## Exercise data
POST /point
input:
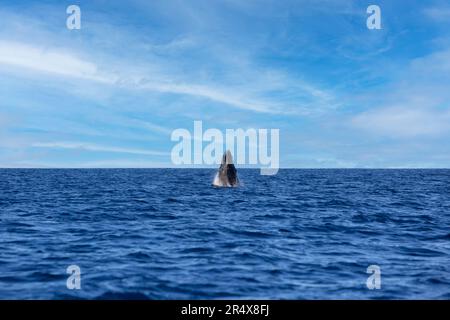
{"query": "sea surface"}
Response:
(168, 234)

==

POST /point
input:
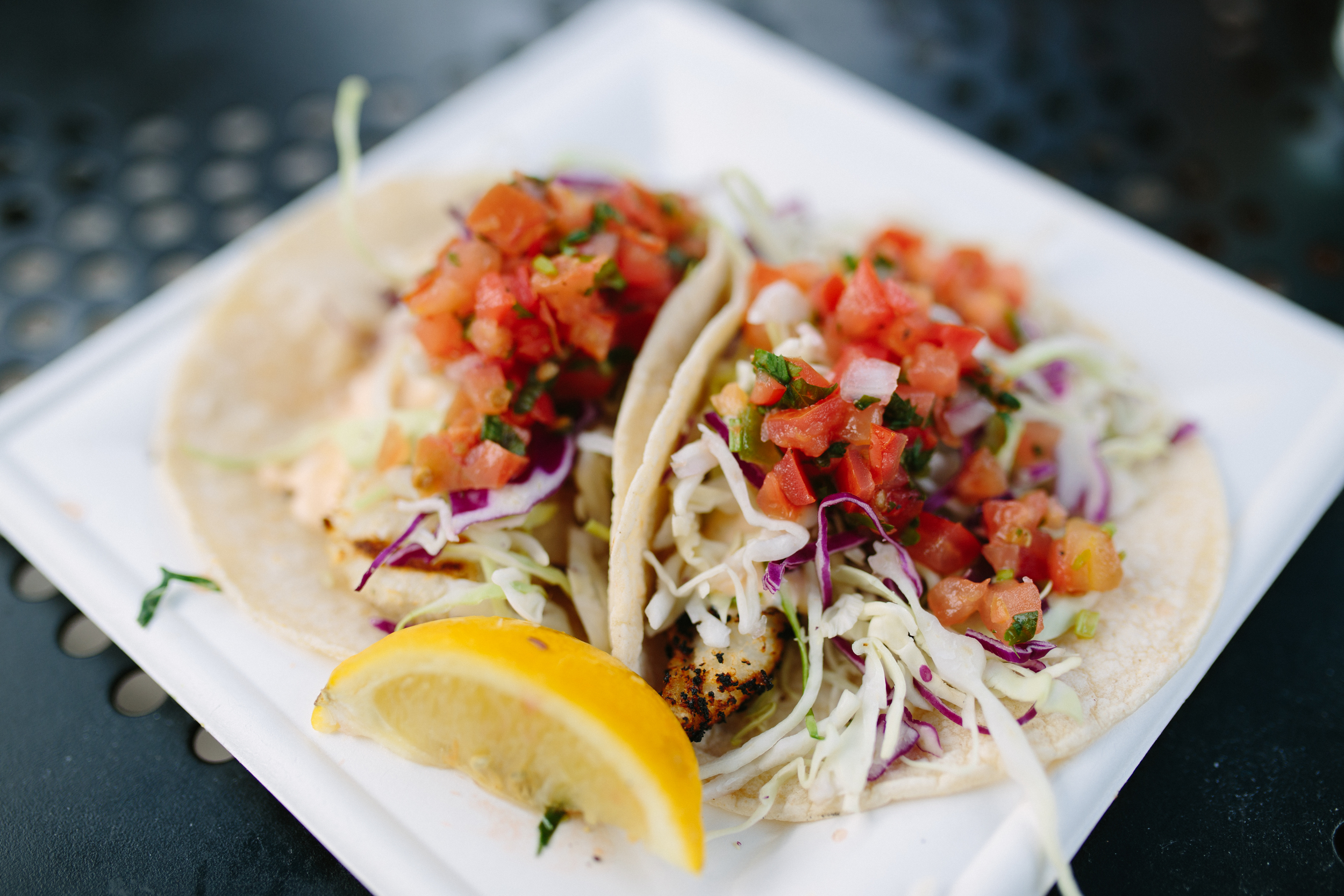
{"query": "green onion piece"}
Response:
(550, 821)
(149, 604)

## Task statement
The answer must be every line of the listing that holds the word "query".

## Written response
{"query": "sea surface"}
{"query": "green onion piece"}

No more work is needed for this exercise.